→ Enunciado A: Según el texto sobre Orfeo negro, ¿de qué antología es introducción esa obra de Sartre?
→ Enunciado B: Cita de forma literal el pasaje del texto sobre Orfeo negro que va desde "Orfeo negro no" hasta "verdaderamente revolucionaria.", ambos incluidos.

→ Fragmento fuente:

+++

Orfeo negro no es sólo una introducción de Jean Paul Sartre a la antología
de poesía negra y malgache de Sedar Senghor; también es, en ello mismo, el muestrario
ejemplar de los yerros de Occidente en su comprensión del negro; y también en
ello mismo, cómo sigue Occidente determinando esta percepción del negro sobre
sí, subordinándolo a su propio sentido. Se trata por tanto de una perpetuación
ideológica de los mismos principios que sustentan al racismo occidental,
incluso en su eurocentrismo; una contradicción que se hace apoteósica, cuando
el mismo Sartre explica cómo esto hace de la poesía en lengua francesa la única
verdaderamente revolucionaria.
Contradictoriamente —sobre esa contradicción— no está equivocado en
principio, pero desconoce la raíz del problema; y el error nace con la misma pretensión
de que Sartre prologue esta antología, en busca de su legitimación. Es en esta
búsqueda que el negro vuelve a someterse a Occidente, y hace de todo el
fenómeno de la negritud una mascarada; agitando pancartas de la libertad, pero
como se exhibían las mandíbulas de los negros en los mercados, esta vez
intelectuales en vez de comerciales.
Respecto a ese carácter revolucionario de la poesía en lengua francesa, es
excesivo pero apunta a su origen; que siendo cultural es de todo el desarrollo
ideológico de Occidente, florecido en el inmanentismo moderno; que nacido en la
crítica cartesiana al trascendentalismo antiguo, vuelve a contraerse en ese
sentido que adquiere a partir del humanismo. De ese modo, la cultura moderna es
tan trascendentalista como la antigua, luego del impase del inmano trascendentalismo
cristiano; pero aunque ahora —y ahí está la vuelta del desarrollo dialéctico—
como trascendentalismo histórico, que no es menos determinista y absoluto.

+++

→ Datos proporcionados:
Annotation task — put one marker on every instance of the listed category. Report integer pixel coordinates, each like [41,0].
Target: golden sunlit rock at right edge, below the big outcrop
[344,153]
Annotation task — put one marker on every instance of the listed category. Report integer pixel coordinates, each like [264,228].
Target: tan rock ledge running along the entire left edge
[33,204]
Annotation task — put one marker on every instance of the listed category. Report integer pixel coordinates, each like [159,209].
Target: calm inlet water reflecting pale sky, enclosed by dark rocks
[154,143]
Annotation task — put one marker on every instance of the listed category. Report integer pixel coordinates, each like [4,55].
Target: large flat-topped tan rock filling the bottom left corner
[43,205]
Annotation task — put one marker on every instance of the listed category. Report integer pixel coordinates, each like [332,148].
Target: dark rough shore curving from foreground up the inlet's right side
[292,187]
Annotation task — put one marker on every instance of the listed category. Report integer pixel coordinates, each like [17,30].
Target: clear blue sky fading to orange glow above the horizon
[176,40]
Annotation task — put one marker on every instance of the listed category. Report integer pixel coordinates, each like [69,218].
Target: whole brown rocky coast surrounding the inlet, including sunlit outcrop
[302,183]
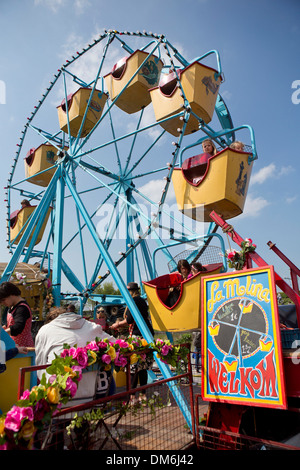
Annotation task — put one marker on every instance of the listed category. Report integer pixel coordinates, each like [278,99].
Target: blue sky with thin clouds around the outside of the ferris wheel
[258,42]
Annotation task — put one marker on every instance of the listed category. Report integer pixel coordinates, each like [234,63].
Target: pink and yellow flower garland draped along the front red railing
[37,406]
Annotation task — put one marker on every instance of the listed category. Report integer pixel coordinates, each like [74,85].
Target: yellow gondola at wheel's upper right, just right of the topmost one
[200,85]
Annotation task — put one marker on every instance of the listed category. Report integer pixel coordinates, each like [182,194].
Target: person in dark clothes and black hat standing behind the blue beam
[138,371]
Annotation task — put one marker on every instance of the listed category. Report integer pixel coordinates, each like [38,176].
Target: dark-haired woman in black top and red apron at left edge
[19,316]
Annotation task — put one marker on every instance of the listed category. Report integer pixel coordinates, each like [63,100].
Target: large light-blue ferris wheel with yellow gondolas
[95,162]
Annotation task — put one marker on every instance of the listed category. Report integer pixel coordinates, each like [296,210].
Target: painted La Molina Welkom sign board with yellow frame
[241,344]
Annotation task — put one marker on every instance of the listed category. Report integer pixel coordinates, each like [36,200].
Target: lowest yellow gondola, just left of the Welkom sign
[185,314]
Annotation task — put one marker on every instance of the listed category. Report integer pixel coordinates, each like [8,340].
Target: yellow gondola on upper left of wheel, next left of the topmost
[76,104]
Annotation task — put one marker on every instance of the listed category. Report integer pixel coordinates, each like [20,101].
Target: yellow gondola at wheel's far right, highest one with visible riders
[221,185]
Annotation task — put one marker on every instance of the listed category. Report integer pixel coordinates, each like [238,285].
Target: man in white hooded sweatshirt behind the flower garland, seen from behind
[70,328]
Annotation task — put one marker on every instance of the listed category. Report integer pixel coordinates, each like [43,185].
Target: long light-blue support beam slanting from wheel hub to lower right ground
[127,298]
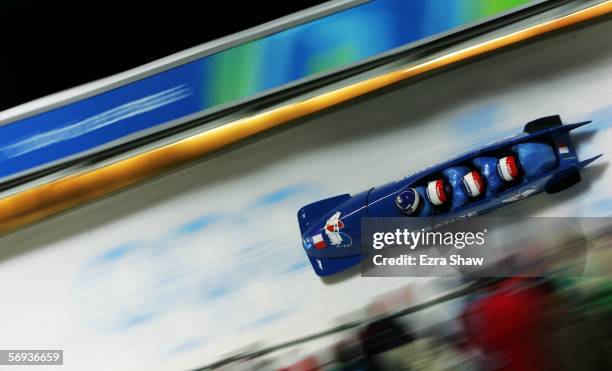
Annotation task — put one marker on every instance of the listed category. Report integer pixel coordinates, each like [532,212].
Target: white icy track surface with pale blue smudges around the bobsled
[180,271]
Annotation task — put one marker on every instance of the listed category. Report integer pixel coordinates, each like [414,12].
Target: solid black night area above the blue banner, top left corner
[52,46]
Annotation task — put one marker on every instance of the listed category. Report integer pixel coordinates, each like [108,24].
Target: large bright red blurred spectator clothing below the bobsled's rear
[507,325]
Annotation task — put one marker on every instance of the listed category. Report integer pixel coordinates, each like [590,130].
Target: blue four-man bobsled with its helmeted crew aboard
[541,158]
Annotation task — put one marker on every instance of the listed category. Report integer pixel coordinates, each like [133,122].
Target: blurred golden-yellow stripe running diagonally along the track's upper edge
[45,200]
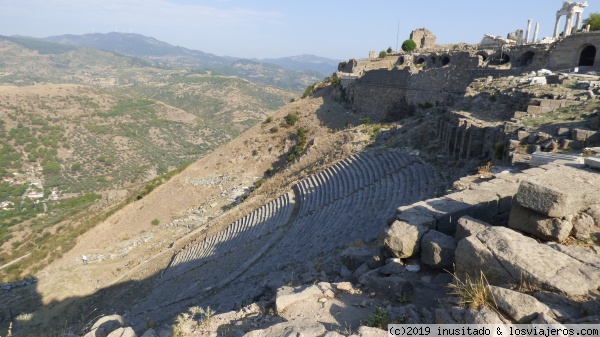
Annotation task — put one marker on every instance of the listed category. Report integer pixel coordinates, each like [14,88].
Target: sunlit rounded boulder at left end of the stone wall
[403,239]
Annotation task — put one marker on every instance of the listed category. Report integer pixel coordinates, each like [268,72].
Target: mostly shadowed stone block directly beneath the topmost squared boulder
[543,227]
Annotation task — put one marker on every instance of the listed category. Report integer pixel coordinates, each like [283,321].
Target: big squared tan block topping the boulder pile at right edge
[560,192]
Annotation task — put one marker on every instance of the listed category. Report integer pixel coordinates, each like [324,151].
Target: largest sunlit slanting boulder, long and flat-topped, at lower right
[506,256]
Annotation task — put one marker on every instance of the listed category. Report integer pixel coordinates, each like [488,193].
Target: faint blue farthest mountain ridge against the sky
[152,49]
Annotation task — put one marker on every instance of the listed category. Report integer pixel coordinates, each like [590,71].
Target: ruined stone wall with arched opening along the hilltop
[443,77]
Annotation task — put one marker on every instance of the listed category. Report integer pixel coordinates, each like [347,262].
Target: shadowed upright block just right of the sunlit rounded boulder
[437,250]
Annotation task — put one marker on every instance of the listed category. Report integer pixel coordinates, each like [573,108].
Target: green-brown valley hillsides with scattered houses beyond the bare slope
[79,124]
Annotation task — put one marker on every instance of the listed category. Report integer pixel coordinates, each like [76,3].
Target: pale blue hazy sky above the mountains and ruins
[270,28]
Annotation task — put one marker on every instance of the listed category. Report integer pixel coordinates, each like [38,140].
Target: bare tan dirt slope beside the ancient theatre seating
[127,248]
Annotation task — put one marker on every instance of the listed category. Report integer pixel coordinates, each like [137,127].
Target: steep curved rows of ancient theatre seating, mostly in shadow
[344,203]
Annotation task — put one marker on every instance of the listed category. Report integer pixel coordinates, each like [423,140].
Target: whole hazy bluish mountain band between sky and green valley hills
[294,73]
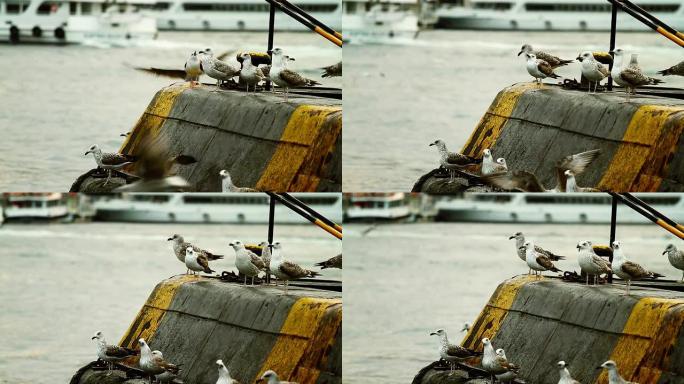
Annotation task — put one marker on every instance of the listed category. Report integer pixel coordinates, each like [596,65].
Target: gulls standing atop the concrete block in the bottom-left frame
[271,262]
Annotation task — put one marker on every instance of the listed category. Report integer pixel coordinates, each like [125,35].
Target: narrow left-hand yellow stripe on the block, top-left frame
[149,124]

+++

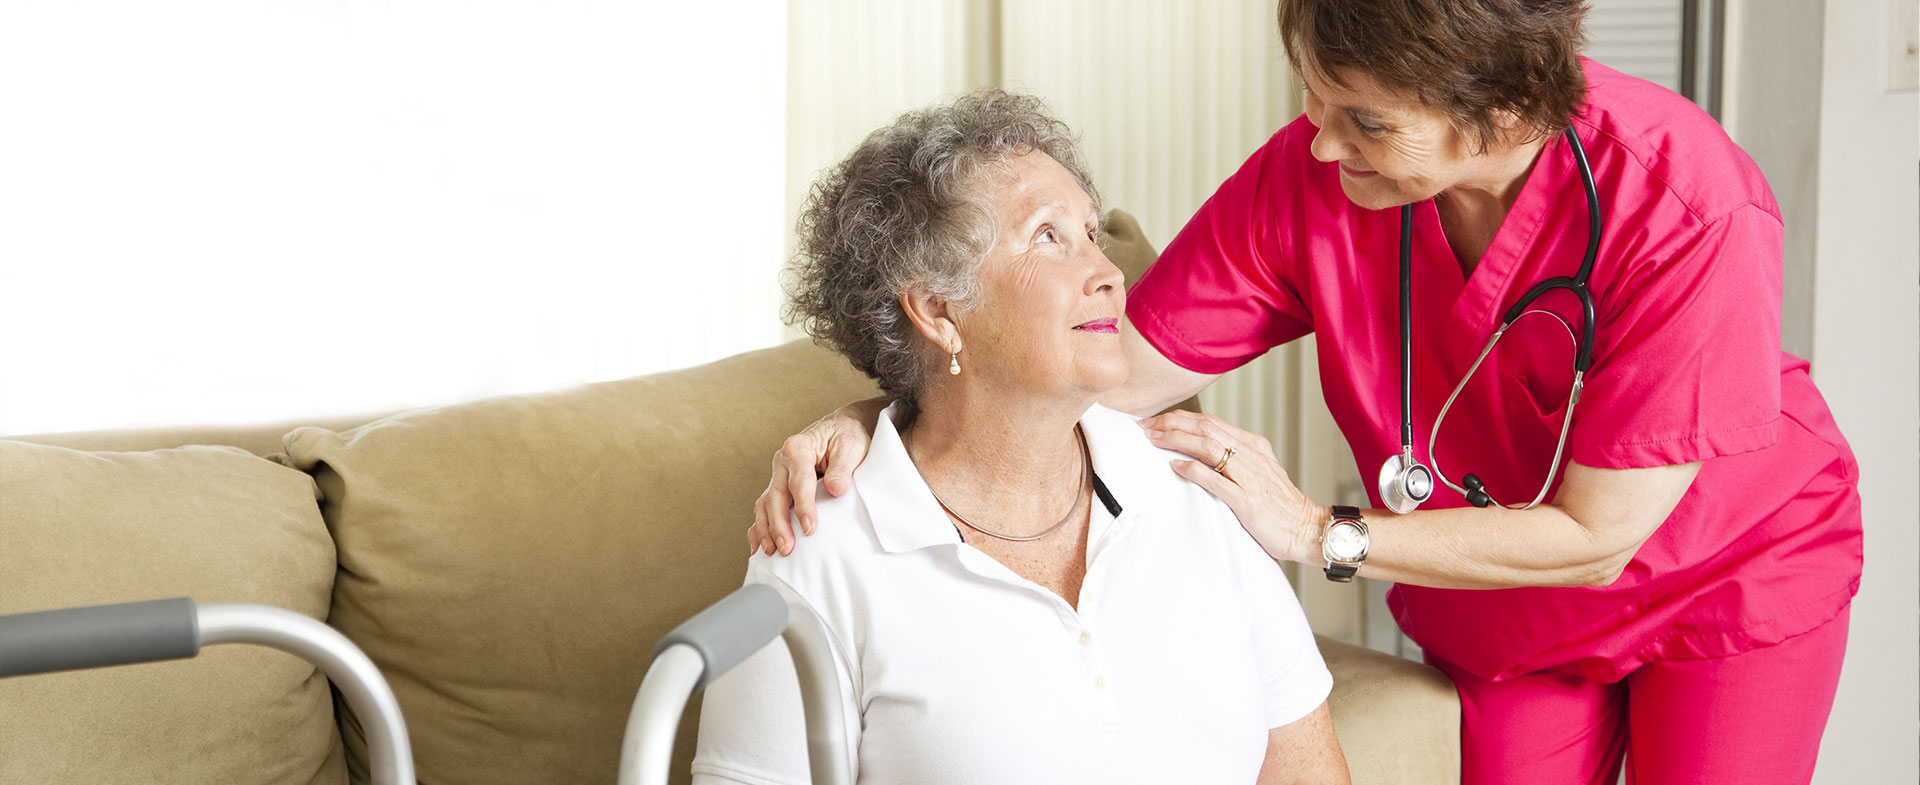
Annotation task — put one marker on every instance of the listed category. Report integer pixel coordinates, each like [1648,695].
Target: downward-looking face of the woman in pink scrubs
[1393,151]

+++

→ Respuesta escrita A: De la antología de poesía negra y malgache de Sedar Senghor.

→ Respuesta escrita B:
Orfeo negro no es sólo una introducción de Jean Paul Sartre a la antología
de poesía negra y malgache de Sedar Senghor; también es, en ello mismo, el muestrario
ejemplar de los yerros de Occidente en su comprensión del negro; y también en
ello mismo, cómo sigue Occidente determinando esta percepción del negro sobre
sí, subordinándolo a su propio sentido. Se trata por tanto de una perpetuación
ideológica de los mismos principios que sustentan al racismo occidental,
incluso en su eurocentrismo; una contradicción que se hace apoteósica, cuando
el mismo Sartre explica cómo esto hace de la poesía en lengua francesa la única
verdaderamente revolucionaria.